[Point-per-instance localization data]
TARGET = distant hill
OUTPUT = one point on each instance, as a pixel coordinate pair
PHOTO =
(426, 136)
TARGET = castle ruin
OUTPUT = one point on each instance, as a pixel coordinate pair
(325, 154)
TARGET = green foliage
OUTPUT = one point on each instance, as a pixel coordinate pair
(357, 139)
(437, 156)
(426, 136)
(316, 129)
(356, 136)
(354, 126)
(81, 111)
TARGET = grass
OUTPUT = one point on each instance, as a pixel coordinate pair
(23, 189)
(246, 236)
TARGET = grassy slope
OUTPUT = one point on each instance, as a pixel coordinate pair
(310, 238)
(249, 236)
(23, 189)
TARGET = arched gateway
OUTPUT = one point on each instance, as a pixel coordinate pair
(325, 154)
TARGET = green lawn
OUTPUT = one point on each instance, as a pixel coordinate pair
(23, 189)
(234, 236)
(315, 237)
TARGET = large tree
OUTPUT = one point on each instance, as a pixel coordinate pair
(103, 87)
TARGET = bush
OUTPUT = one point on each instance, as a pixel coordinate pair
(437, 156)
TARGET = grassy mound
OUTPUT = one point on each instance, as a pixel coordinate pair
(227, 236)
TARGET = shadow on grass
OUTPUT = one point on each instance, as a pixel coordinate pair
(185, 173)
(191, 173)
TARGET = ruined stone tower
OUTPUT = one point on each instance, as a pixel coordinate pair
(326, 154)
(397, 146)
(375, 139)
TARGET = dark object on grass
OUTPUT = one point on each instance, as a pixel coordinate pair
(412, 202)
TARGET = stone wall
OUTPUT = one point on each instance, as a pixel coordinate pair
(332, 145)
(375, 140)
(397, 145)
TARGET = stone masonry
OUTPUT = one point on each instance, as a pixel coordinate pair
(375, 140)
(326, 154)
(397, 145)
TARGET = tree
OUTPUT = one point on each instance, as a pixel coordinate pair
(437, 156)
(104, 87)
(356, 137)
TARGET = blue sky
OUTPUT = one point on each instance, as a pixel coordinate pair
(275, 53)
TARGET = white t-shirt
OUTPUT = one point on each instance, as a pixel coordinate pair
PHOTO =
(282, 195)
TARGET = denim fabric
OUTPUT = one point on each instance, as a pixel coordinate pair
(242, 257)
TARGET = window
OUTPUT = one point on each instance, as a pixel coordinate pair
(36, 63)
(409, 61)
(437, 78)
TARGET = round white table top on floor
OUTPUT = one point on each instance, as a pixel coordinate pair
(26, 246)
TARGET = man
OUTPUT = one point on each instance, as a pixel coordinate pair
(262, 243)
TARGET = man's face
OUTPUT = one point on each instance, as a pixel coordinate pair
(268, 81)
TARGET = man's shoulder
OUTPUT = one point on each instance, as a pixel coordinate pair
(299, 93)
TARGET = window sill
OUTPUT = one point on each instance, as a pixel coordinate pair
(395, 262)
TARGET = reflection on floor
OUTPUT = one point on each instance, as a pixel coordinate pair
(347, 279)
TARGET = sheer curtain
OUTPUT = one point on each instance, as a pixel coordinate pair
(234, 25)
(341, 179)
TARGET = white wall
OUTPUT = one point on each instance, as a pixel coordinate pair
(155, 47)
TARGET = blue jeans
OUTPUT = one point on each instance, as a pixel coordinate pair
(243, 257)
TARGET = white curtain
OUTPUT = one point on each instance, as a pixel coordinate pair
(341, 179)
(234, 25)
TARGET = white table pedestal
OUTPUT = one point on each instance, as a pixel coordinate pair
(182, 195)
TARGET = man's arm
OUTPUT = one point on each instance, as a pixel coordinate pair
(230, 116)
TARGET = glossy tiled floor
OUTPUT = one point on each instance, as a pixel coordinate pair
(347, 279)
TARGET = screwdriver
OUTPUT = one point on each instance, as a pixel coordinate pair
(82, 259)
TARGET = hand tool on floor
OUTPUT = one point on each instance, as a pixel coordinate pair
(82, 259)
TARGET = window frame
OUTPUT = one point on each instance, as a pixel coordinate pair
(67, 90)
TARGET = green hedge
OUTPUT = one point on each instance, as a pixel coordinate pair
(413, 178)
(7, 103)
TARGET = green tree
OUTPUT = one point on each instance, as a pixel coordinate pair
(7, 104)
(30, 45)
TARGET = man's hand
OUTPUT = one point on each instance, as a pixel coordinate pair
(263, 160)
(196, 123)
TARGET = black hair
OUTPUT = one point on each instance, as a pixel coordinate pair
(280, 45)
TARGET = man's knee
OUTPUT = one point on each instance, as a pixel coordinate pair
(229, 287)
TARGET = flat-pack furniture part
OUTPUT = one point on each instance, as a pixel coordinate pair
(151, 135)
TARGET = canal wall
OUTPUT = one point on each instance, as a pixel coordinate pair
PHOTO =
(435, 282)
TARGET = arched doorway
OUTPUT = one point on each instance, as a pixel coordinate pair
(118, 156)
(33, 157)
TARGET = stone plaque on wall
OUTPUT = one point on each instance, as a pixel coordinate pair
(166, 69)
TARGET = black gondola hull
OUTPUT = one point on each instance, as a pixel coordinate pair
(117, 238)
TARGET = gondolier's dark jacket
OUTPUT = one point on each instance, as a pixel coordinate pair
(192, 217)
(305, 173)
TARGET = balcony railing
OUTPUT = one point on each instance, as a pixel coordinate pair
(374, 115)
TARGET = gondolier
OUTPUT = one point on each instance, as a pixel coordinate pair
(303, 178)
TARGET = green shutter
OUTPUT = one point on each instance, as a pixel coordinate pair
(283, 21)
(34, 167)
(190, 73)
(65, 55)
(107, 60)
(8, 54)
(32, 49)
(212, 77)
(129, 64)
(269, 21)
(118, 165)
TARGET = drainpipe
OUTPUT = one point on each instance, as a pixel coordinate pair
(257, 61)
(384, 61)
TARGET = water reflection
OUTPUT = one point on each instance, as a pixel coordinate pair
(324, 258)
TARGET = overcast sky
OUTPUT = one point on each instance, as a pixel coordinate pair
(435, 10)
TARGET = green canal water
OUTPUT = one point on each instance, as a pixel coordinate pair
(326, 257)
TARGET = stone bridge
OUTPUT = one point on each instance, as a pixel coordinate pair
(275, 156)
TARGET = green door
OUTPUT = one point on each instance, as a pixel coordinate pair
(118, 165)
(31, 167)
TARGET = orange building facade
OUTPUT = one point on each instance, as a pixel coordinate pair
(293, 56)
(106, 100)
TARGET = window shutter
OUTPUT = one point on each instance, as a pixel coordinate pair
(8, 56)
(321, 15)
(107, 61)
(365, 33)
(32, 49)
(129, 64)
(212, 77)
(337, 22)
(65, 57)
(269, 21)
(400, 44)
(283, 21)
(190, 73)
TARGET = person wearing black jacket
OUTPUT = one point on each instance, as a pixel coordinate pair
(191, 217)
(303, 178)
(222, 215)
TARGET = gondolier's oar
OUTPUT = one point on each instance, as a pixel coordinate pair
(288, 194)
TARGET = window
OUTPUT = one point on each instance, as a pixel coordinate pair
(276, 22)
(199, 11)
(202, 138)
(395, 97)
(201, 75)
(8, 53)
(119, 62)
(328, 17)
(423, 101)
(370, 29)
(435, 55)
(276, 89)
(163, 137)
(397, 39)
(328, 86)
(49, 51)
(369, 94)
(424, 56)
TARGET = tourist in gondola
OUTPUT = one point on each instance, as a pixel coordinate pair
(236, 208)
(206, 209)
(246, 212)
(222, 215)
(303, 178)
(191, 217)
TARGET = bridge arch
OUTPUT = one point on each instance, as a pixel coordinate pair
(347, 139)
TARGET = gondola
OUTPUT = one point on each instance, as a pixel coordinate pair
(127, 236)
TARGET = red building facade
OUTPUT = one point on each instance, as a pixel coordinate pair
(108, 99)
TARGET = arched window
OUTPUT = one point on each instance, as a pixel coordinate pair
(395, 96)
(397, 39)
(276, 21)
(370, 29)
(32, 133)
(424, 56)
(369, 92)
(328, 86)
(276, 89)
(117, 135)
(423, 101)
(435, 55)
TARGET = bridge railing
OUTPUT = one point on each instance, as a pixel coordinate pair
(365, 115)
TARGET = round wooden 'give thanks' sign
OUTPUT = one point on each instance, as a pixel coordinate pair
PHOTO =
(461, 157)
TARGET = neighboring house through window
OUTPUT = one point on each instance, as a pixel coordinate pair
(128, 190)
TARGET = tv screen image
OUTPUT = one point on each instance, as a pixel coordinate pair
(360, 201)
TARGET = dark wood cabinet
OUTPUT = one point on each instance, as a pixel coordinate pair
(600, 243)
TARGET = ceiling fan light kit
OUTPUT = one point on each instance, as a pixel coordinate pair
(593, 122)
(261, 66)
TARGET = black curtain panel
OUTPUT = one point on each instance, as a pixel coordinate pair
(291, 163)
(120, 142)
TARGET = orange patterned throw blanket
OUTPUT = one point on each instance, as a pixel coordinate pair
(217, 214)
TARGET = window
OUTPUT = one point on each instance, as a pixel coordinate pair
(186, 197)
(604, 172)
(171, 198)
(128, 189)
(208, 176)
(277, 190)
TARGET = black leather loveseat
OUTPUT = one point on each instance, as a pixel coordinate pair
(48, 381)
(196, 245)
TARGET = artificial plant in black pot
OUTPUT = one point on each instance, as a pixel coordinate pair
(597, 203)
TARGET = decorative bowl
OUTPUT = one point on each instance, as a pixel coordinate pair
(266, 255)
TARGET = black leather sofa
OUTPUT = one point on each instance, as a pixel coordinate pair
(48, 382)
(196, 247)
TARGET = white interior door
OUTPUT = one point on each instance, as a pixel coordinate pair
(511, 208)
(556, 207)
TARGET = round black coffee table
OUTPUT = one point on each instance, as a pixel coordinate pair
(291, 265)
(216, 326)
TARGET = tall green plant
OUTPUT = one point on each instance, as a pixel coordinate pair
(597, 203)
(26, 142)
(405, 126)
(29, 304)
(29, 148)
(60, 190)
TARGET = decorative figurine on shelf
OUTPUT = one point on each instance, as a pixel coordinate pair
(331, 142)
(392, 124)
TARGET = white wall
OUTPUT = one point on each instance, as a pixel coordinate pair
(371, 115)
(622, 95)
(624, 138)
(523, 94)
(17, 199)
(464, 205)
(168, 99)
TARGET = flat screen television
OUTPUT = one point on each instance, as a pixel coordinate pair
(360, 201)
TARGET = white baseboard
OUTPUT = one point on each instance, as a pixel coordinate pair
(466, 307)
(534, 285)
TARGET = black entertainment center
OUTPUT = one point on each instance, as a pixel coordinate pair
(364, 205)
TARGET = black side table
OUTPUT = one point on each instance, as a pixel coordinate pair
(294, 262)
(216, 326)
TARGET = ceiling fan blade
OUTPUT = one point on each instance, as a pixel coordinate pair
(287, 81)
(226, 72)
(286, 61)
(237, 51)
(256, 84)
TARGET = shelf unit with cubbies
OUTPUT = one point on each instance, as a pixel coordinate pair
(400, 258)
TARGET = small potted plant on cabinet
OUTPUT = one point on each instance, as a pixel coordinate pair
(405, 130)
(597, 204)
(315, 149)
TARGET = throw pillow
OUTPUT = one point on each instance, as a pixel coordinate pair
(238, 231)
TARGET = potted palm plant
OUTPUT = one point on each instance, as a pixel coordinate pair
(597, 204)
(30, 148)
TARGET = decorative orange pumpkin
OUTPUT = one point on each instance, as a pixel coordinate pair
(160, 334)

» What you need to do: Lines from the start of the entries through the one containing "TARGET = green foliage" are to be set down again exactly, both ends included.

» Response to the task:
TARGET = distant hill
OUTPUT = one point on each instance, as a pixel coordinate pair
PHOTO =
(426, 136)
TARGET = castle ruin
OUTPUT = one point on each instance, as a pixel coordinate pair
(325, 154)
TARGET = green foliage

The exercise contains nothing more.